═════ EXERCISE MATERIAL ═════

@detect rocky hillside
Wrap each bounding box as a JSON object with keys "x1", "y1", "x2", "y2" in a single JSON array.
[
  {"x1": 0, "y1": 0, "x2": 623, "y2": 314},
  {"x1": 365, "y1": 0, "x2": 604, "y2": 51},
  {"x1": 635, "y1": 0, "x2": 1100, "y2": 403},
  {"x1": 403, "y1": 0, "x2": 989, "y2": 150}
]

═════

Copy these rows exactly as they appear.

@detect rocky hillside
Wrap each bounding box as a JSON object with keys "x1", "y1", "x2", "y2" in a single JSON array.
[
  {"x1": 0, "y1": 0, "x2": 623, "y2": 314},
  {"x1": 365, "y1": 0, "x2": 604, "y2": 51},
  {"x1": 635, "y1": 0, "x2": 1100, "y2": 403},
  {"x1": 403, "y1": 0, "x2": 989, "y2": 150}
]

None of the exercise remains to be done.